§ **WRITTEN TASK**: Quote precisely the final stretch of the listing: start at the line containing "Each instance receives one keypoint. Mark the tower" and stop after the last line.

§ **DATA FOR PROCESSING**:

▼

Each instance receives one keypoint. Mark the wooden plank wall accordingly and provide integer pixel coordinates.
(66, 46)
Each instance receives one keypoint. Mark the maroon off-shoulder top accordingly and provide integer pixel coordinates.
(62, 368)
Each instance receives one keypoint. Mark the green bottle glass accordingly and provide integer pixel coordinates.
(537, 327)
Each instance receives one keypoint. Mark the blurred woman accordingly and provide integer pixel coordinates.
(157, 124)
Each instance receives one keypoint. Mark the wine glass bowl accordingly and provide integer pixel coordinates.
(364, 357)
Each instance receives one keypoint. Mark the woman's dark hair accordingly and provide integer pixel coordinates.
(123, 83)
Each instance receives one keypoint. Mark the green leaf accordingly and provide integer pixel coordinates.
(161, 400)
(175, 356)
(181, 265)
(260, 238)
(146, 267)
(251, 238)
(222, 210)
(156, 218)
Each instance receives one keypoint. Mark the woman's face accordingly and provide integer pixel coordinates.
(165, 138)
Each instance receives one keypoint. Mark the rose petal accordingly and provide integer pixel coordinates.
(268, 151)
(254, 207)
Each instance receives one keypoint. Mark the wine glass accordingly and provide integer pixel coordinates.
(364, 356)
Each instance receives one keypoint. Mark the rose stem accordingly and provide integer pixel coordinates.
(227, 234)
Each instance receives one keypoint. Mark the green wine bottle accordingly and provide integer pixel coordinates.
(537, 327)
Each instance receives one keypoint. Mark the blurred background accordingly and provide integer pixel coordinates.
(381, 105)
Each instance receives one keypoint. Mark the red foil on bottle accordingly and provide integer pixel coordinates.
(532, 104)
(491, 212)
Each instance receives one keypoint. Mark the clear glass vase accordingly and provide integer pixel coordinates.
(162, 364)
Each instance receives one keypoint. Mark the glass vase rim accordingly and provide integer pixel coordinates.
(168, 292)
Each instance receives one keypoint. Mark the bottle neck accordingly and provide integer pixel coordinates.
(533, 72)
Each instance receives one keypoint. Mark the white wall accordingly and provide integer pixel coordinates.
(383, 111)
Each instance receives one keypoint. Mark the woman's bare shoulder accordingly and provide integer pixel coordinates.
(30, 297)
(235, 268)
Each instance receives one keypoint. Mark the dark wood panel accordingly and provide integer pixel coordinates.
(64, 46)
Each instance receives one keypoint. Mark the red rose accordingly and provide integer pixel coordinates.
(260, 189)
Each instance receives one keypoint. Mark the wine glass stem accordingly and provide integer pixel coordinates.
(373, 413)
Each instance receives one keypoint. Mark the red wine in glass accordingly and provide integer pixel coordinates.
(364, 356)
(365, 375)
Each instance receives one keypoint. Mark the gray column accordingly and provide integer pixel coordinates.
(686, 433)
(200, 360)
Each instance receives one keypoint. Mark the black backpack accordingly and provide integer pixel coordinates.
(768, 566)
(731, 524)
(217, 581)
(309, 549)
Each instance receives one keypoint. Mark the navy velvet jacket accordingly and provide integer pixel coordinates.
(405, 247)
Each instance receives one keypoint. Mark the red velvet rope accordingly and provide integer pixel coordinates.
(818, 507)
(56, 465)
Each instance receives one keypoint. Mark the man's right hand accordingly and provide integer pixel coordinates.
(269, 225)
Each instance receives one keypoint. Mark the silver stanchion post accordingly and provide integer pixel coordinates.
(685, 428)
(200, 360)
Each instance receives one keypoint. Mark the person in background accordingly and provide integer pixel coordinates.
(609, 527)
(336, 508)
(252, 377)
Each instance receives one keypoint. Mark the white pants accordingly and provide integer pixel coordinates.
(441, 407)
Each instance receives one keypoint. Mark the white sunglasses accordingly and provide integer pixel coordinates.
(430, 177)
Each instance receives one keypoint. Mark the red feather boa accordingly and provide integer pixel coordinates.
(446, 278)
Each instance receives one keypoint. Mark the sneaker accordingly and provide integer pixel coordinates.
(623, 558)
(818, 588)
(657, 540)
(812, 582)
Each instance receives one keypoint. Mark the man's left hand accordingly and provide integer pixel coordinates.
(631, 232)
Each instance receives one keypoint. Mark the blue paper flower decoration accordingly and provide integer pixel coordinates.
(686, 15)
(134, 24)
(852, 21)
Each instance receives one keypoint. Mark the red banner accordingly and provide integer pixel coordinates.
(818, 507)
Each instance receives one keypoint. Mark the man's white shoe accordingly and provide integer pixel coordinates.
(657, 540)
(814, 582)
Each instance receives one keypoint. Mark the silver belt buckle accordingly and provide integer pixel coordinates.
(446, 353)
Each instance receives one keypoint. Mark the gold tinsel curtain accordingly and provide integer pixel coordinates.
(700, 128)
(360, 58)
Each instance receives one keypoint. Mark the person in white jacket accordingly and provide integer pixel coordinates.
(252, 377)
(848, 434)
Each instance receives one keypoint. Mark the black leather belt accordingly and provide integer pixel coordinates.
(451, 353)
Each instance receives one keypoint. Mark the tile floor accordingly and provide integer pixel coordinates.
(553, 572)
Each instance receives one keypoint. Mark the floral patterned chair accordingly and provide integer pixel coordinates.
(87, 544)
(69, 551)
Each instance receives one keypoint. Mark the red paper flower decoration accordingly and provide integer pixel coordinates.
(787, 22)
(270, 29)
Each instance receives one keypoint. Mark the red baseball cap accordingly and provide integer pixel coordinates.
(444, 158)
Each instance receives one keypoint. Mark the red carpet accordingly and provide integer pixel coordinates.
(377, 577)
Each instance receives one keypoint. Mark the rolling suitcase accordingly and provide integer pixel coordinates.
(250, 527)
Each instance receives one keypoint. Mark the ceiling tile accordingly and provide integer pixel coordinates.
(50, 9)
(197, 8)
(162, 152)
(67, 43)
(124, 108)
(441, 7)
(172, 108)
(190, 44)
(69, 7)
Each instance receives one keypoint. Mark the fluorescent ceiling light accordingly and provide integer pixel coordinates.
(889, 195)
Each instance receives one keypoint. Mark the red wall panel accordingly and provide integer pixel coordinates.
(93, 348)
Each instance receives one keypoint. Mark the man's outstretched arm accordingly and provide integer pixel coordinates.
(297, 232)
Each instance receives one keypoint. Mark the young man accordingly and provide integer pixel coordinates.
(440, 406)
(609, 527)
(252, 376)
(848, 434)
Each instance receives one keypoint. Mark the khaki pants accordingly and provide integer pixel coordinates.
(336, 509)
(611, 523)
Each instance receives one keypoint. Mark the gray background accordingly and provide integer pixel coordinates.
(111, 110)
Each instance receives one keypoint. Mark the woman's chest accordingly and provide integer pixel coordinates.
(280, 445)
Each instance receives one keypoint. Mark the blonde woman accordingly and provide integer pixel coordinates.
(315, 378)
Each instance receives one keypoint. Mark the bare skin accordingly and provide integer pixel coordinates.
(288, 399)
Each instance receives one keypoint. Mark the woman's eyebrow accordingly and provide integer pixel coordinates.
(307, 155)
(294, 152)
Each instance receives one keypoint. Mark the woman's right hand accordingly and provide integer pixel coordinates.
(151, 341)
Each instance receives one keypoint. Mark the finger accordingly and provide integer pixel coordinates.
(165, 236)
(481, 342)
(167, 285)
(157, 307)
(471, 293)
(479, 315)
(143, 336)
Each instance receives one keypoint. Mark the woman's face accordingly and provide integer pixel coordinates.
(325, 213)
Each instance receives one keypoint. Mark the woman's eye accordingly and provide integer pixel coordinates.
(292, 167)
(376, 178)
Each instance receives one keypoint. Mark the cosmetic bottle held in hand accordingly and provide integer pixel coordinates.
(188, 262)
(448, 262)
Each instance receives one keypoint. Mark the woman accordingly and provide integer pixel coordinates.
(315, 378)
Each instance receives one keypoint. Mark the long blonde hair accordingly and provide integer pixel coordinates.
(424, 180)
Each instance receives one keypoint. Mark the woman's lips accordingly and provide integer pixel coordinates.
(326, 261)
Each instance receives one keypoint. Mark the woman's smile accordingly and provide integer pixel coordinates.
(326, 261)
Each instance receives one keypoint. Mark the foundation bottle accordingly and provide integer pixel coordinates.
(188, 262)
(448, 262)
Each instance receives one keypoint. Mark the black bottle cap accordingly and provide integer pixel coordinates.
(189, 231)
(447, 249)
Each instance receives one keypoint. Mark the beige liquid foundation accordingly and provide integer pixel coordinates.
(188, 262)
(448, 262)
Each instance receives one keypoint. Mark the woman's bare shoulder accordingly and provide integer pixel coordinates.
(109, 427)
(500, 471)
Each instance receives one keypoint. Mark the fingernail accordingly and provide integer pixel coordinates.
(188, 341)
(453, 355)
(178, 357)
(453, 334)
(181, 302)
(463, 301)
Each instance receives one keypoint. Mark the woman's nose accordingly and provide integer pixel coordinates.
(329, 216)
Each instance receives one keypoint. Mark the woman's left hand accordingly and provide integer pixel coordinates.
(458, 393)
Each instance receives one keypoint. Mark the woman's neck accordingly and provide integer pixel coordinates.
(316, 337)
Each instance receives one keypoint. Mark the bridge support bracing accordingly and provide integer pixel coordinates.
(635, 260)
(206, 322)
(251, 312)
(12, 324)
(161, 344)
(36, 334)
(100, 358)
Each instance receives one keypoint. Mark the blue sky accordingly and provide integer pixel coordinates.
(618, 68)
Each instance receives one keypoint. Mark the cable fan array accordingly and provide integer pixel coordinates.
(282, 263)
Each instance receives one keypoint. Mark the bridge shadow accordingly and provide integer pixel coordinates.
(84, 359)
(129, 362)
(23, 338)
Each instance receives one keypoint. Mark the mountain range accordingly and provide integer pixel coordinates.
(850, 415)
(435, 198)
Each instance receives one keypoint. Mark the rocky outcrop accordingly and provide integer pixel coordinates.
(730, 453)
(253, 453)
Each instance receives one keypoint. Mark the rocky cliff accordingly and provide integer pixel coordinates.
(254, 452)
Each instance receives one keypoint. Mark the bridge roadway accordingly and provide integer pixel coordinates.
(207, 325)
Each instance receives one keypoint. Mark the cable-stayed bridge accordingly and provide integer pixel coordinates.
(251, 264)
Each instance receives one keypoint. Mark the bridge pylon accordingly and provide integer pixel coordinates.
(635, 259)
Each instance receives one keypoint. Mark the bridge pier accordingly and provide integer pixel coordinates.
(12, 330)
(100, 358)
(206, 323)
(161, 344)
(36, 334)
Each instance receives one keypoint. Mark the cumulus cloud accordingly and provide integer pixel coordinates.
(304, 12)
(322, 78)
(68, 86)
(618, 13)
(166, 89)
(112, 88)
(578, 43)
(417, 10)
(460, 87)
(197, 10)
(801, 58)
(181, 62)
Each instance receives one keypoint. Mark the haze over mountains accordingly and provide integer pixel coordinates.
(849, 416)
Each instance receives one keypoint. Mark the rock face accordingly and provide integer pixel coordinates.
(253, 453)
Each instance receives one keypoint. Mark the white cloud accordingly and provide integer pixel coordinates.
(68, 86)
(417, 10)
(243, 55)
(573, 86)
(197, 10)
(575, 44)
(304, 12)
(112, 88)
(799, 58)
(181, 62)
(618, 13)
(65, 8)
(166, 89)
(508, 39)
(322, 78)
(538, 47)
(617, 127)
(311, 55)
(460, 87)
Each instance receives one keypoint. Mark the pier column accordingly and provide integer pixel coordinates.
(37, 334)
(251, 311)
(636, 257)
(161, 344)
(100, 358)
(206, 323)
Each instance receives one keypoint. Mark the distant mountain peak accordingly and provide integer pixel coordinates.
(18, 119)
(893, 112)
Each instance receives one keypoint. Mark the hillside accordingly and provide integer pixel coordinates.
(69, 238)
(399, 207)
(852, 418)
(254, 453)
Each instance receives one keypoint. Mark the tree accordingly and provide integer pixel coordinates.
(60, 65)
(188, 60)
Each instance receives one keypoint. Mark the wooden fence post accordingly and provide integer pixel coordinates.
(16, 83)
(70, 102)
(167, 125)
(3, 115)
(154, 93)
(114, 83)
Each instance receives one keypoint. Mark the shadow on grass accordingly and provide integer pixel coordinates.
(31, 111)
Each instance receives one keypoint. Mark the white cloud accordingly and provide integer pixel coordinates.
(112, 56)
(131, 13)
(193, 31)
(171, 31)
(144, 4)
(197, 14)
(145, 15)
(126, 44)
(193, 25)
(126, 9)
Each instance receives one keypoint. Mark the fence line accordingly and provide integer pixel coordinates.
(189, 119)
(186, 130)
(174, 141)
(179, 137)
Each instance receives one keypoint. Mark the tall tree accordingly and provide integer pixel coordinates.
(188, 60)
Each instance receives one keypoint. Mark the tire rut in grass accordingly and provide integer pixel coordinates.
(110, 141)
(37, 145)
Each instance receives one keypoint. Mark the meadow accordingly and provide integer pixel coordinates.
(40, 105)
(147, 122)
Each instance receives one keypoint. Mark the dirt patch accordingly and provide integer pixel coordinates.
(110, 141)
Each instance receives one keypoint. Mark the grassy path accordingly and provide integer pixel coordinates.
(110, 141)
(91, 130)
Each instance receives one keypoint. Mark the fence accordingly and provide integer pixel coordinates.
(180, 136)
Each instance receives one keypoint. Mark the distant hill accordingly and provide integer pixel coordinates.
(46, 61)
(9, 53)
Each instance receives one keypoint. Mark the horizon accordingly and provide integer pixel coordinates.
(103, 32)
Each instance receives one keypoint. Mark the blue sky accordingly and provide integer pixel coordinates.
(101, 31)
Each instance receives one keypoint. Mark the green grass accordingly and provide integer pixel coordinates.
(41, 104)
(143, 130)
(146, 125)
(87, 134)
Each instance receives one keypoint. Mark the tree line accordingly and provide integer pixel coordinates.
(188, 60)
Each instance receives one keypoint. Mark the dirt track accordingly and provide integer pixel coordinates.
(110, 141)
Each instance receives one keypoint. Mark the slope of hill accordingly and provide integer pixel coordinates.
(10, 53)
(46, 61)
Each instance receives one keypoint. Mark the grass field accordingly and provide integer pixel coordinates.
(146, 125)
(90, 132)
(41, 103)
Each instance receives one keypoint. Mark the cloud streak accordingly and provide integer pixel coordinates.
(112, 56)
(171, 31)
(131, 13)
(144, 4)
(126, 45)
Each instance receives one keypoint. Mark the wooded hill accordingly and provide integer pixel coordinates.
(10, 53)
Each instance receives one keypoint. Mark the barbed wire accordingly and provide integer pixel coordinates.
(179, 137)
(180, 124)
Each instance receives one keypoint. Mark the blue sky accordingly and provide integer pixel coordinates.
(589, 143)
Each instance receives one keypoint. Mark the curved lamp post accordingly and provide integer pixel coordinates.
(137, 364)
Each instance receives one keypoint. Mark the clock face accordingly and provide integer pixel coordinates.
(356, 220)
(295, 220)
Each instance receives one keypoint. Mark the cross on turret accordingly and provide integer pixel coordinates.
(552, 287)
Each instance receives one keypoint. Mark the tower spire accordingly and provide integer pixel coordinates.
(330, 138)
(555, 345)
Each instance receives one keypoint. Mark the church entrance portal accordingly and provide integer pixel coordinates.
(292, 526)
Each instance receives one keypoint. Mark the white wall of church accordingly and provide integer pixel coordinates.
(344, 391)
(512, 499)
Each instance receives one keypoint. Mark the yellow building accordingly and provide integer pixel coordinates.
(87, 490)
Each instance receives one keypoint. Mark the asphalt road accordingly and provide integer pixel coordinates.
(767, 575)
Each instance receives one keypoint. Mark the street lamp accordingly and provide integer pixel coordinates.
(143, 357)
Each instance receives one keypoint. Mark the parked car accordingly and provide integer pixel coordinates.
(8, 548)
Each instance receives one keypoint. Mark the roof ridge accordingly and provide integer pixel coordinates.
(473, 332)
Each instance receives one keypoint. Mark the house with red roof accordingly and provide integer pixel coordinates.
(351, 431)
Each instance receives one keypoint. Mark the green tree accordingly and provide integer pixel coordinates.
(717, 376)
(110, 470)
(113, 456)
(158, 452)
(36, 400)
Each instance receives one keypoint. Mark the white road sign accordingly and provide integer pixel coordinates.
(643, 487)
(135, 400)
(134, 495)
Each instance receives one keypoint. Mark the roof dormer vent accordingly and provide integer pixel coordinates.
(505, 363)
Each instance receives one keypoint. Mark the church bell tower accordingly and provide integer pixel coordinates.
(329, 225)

▲

§ **OUTPUT FOR THIS EXERCISE**:
Each instance receives one keypoint. Mark the tower spire accordingly and provide integer pixel coordinates.
(330, 138)
(555, 345)
Each instance receives one keypoint. Mark the church entrance portal accordingly and provide integer pixel coordinates.
(292, 526)
Each instance receives one keypoint. Mark the white wall of church accordingly and provide integer pixel coordinates.
(344, 391)
(512, 499)
Each instance receives one keypoint. Mark the yellow building accordingly and provide integer pixel coordinates.
(87, 490)
Each instance receives one keypoint. Mark the asphalt road accordingly and provide integer pixel coordinates.
(767, 575)
Each instance receives one keypoint. Mark the street lamp accordingly and provide integer pixel coordinates.
(143, 357)
Each instance receives one keypoint. Mark the parked car accordingly and provide integer pixel coordinates.
(8, 548)
Each instance receives one keypoint. Mark the roof ridge accordingly and provide integer pixel coordinates.
(473, 332)
Each instance receives one keypoint. Mark the house with red roof accordingly and provide integer pixel coordinates.
(351, 431)
Each instance receives one keypoint. Mark the green tree accordingly and provide integer pixel coordinates.
(717, 376)
(110, 470)
(113, 456)
(158, 452)
(36, 400)
Each instance receives one keypoint. Mark the white road sign accordingly and provide integer pixel coordinates.
(643, 487)
(135, 400)
(134, 495)
Each instance receives one keypoint. Mark the roof dormer vent accordingly and provide integer pixel coordinates.
(505, 363)
Each instance receives one keypoint. Mark the church bell tower accordingly and provide integer pixel coordinates.
(329, 225)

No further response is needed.